**TEXT TO READ**
+ + + + +
Draft Vocabularies Datasets Section
Relevant datasets and vocabularies
The success of linked library data relies on the ability of its practitioners to identify, re-use or connect to existing datasets and data models. Linked datasets and vocabularies that are essential in the library and related domains, however, have previously been unknown or unfamiliar to many.
The complexity and variety of available vocabularies, overlapping coverage, derivative relationships and alignments, all result in layers of uncertainty for re-use or connection efforts. Therefore, a current and reliable bird's eye view is essential for both novices seeking an overview of the library linked data domain and experts needing a quick look-up or refresher for a library linked data project.
The LLD XG thus prepared an inventory of existing library linked data resources (side deliverable) that identifies a set of useful resources for creating or consuming linked data in the library domain. These are classified into three main groups, which are non mutually exclusive as shown in our side deliverable: metadata element sets, value vocabularies, and datasets.
+ + + + +
Records of labeled points:
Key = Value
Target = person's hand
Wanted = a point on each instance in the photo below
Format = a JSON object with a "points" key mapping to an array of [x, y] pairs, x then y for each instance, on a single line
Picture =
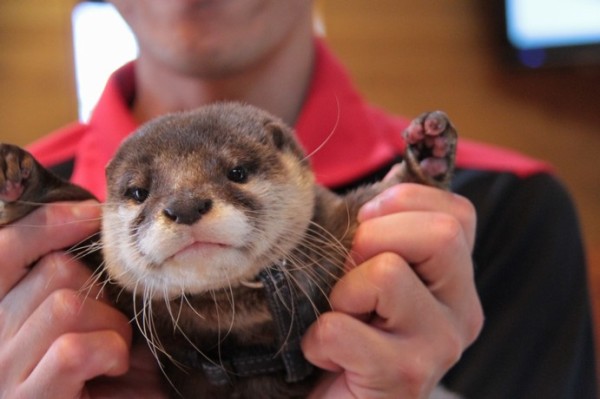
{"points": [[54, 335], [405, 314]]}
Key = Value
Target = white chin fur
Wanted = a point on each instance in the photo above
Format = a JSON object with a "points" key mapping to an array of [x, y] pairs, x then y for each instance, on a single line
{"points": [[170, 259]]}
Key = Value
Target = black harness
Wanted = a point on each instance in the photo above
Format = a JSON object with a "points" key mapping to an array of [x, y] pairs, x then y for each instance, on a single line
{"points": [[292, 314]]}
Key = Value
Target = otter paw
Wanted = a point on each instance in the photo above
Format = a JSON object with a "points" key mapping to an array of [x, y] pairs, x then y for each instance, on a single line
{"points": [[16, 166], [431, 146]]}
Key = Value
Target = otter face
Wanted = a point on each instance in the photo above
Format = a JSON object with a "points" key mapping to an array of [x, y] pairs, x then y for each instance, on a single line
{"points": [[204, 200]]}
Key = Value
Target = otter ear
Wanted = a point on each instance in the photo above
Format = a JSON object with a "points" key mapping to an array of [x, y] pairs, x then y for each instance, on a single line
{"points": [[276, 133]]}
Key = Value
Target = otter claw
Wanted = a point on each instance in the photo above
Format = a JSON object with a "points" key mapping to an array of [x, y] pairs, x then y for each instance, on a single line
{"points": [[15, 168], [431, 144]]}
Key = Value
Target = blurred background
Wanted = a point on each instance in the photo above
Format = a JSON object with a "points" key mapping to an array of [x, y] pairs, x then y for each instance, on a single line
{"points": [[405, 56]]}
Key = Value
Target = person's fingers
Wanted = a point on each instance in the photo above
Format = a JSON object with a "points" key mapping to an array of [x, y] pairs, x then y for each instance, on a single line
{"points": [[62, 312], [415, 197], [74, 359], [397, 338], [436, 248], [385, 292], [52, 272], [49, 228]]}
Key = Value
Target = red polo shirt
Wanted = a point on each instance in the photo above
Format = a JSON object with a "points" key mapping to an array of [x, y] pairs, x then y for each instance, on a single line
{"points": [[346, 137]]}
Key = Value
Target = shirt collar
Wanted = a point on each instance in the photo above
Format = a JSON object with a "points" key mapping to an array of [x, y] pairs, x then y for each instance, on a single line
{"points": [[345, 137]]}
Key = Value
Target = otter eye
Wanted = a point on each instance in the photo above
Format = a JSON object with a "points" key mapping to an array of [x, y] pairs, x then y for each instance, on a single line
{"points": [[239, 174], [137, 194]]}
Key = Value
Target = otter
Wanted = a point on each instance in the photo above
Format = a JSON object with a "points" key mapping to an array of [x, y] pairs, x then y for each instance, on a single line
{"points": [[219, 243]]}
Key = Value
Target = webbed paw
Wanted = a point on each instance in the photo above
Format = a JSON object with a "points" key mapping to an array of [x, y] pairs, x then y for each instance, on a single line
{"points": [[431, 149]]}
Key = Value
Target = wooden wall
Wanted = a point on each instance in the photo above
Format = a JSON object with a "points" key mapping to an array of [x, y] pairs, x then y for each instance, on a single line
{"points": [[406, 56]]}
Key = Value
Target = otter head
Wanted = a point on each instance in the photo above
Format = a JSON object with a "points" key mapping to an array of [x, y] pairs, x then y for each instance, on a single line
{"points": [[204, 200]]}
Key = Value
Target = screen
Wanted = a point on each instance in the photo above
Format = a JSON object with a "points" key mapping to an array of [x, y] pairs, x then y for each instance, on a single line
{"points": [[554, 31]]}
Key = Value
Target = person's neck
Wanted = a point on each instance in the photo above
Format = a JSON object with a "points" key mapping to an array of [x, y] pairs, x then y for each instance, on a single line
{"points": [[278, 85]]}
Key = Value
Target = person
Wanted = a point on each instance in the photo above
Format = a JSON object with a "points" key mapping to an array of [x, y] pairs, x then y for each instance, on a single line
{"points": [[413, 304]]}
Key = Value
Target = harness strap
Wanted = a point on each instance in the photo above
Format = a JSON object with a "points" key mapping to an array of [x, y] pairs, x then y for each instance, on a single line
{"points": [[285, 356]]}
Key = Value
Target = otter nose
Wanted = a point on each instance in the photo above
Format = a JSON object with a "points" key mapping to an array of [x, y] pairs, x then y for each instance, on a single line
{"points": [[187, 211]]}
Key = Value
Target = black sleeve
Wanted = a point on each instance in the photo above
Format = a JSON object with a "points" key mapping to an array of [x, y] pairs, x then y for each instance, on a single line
+ + + + +
**REQUIRED TASKS**
1/ Quote the text on linked library data from "The LLD XG thus" to "vocabularies, and datasets.".
2/ Extend the text on linked library data, picking up after its final sentence.

**ANSWERS FOR THE TASKS**
1/
The LLD XG thus prepared an inventory of existing library linked data resources (side deliverable) that identifies a set of useful resources for creating or consuming linked data in the library domain. These are classified into three main groups, which are non mutually exclusive as shown in our side deliverable: metadata element sets, value vocabularies, and datasets.

2/
A metadata element set defines classes and attributes used to describe entities of interest. In the linked data terminology, such element sets are generally made concrete through (RDF) schemas or (OWL) ontologies, the term "RDF vocabulary" being often used as an umbrella for these. Usually a metadata element set does not describe bibliographic entities, rather it provides elements to be used by others to describe such entities. Some examples:
- Dublin Core defines elements such as Creator and Date (but DC does not define bibliographic records that use those elements).
- FRBR defines entities such as Work and Manifestation and elements that link and describe them. Resource Description and Access (RDA) defines elements for cataloging, based on the FRBR model.
- MARC21 defines elements (fields) to describe bibliographic records and authorities.
- FOAF and ORG define elements to describe people and organisations as might be used for describing authors and publishers.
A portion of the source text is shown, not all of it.